> **Source text**:
————————

Originally published in Compass, May 15, 2014
Residents call for Route 15 fix—in large numbers
Rebuild (so far) planned from Orland to Blue Hill
Panel members (from left) Blue Hill Fire Chief Denny Robertson; Blue Hill Road Commissioner Bill Cousins; former state senator Dennis Damon; and Kate Dufour, a transportation specialist with the Maine Municipal Association met with the public in Blue Hill on May 3, 2014.
by Rich Hewitt
More than 100 area residents turned out Saturday, May 10, for the Fix Route 15 Forum, and many of them added their voices to the call for state action to improve conditions on Route 15 in the Blue Hill Peninsula-Deer Isle region.
The grassroots forum, kick-started by local town officials, highlighted the “disastrous” state of the road in that area. Speaker upon speaker outlined a variety of consequences that have befallen motorists who drive that section of road in Hancock County, including slowed emergency response, damaged vehicles, shattered nerves and a battered economy.
An eight-member panel, including moderator Jill Goldthwait, a former state senator, heard the testimony, and all or some panel members may work with the towns to craft a plan of action based on the information gathered on Saturday. That panel included Blue Hill Fire Chief Denny Robertson; Blue Hill Road Commissioner Bill Cousins; former State Senator Dennis Damon; Kate Dufour, a transportation specialist with the Maine Municipal Association; Penobscot Selectman Paul Bowen; Stephen Fay, managing editor of The Ellsworth American; and John Melrose, a senior consultant with Eaton Peabody who serves as a senior policy advisor for the Maine Better Transportation Association.

————————

> **Data extract**:

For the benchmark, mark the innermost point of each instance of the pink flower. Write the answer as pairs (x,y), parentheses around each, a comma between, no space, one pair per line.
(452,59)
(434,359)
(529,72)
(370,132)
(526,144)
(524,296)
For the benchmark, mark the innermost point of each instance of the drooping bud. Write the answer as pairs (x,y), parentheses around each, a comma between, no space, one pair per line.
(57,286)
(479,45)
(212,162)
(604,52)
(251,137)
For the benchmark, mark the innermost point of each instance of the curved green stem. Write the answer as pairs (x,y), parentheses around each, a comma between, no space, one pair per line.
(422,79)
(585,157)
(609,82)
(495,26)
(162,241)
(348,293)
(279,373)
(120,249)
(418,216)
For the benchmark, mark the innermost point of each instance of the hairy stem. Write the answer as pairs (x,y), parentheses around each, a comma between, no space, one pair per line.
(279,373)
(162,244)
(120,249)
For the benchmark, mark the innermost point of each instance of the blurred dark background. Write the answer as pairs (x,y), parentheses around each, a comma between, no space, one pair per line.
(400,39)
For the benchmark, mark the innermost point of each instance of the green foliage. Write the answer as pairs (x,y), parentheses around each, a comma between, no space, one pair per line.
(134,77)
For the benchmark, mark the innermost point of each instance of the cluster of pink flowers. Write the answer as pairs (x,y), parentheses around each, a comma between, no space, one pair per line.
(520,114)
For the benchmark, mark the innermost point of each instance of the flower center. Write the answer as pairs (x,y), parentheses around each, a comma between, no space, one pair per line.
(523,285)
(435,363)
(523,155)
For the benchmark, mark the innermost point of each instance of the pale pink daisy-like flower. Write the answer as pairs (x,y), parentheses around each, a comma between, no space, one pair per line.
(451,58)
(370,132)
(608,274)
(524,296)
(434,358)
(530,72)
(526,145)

————————

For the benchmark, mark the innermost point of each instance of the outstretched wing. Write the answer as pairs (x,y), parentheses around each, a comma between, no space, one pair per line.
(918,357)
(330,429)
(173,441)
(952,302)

————————

> **Assigned task 1**: Summarize the Route 15 article in two sentences.
> **Assigned task 2**: Using the Route 15 article, explain in one to three sentences why speakers considered the road's condition a serious problem.

> **Task solution 1**: More than 100 residents attended the Fix Route 15 Forum, a grassroots event started by local town officials, and many called for state action to improve Route 15 in the Blue Hill Peninsula-Deer Isle region. An eight-member panel moderated by former state senator Jill Goldthwait heard testimony about the road's "disastrous" condition, and some or all of its members may work with the towns on a plan of action based on what was gathered.

> **Task solution 2**: Speakers described a range of consequences for motorists who drive that section of Route 15 in Hancock County. These included slowed emergency response, damaged vehicles, shattered nerves and a battered economy.